[TASK BRIEF]:
Each line below from the one containing "Mark the ceiling texture" through the one containing "Mark the striped" is to be given again exactly, and no line outside that span.

[EXTRACTED ENTRIES]:
BEGIN

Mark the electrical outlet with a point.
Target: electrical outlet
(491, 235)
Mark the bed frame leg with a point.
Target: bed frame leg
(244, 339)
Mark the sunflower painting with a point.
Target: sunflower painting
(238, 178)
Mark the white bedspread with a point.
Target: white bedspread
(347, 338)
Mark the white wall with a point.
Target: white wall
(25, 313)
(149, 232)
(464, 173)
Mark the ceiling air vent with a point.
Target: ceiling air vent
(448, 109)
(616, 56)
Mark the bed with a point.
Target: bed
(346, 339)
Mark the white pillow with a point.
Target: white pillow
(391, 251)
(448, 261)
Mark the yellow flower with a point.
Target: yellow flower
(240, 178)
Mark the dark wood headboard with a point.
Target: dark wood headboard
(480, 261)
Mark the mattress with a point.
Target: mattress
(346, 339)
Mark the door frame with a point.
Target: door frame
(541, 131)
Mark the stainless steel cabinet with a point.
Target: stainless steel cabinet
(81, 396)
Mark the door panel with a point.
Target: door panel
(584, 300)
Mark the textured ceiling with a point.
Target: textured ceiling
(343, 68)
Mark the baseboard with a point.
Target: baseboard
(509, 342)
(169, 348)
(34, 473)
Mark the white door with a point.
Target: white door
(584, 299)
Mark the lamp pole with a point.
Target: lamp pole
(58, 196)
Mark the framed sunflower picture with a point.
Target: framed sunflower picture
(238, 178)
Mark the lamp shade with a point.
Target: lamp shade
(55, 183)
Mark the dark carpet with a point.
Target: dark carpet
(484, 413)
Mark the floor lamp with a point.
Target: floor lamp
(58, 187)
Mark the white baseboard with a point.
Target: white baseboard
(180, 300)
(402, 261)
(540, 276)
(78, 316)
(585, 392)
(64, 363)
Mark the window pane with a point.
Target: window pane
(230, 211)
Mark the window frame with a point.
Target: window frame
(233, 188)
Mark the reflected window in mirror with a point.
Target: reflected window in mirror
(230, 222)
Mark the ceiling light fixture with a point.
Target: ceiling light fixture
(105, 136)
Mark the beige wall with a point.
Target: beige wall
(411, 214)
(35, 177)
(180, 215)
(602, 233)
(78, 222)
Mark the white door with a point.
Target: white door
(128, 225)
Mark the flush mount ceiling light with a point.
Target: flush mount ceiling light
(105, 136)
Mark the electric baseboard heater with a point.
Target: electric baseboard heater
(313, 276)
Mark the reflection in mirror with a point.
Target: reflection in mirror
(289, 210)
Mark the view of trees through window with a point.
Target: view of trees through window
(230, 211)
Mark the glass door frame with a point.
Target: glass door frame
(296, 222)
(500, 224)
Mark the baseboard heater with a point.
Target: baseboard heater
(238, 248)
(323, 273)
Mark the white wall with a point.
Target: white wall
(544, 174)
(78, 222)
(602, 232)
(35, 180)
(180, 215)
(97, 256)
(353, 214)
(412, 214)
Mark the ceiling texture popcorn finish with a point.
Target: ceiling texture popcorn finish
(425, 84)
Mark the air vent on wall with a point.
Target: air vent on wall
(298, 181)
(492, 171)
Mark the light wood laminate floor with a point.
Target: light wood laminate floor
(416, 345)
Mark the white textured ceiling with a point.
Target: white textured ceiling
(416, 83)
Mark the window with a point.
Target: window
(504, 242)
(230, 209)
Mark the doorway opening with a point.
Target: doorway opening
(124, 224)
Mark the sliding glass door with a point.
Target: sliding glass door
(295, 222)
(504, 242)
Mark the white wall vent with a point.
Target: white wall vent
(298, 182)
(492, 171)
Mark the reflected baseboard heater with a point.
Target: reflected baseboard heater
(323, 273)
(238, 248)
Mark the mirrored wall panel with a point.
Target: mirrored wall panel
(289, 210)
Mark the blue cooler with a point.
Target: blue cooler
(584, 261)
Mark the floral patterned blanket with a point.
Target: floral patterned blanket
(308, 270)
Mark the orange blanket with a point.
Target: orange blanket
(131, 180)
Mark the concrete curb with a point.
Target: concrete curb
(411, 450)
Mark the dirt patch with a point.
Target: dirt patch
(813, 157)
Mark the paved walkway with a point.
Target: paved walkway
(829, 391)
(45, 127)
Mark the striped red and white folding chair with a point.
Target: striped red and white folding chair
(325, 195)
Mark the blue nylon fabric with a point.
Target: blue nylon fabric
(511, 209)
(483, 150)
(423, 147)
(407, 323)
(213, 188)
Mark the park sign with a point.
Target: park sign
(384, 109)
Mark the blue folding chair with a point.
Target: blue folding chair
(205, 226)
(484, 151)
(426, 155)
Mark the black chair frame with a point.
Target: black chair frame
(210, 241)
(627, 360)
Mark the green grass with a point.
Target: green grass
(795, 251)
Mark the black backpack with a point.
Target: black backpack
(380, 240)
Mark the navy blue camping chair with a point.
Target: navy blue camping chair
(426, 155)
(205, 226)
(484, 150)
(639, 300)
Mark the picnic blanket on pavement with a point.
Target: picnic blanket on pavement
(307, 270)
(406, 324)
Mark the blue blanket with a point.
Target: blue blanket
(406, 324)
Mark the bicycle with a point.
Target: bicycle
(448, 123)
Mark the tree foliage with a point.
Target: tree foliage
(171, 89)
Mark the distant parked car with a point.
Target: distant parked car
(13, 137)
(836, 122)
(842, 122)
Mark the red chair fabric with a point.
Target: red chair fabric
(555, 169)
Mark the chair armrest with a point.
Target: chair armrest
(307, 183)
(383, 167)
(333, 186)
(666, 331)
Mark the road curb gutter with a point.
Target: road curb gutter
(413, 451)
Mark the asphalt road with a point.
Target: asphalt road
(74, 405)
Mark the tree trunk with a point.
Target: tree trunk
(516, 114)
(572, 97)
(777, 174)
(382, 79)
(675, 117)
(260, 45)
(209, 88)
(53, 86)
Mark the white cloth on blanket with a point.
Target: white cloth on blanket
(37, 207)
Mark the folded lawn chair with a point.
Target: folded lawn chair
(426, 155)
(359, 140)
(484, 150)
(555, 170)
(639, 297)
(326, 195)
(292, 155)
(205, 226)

END

[ANSWER TO THIS TASK]:
Mark the ceiling texture popcorn finish with a point.
Target: ceiling texture popcorn finish
(425, 84)
Mark the air vent on wall with a point.
Target: air vent on wall
(298, 181)
(492, 171)
Mark the light wood laminate floor with a point.
Target: light wood laminate floor
(416, 345)
Mark the white textured ceiling with a point.
Target: white textured ceiling
(416, 83)
Mark the window with a point.
Target: window
(504, 242)
(230, 209)
Mark the doorway opening with a point.
Target: doorway opening
(124, 224)
Mark the sliding glass door with a point.
Target: sliding glass door
(295, 222)
(504, 242)
Mark the white wall vent with a point.
Target: white wall vent
(298, 182)
(492, 171)
Mark the reflected baseboard heater with a point.
Target: reflected baseboard heater
(323, 273)
(238, 248)
Mark the mirrored wall panel with a point.
Target: mirrored wall panel
(289, 210)
Mark the blue cooler with a point.
Target: blue cooler
(584, 261)
Mark the floral patterned blanket with a point.
Target: floral patterned blanket
(308, 270)
Mark the orange blanket with a point.
Target: orange blanket
(131, 180)
Mark the concrete curb with a point.
Target: concrete curb
(411, 450)
Mark the dirt patch with a point.
Target: dirt patch
(813, 157)
Mark the paved walkway with a point.
Target: paved walkway
(829, 391)
(45, 127)
Mark the striped red and white folding chair with a point.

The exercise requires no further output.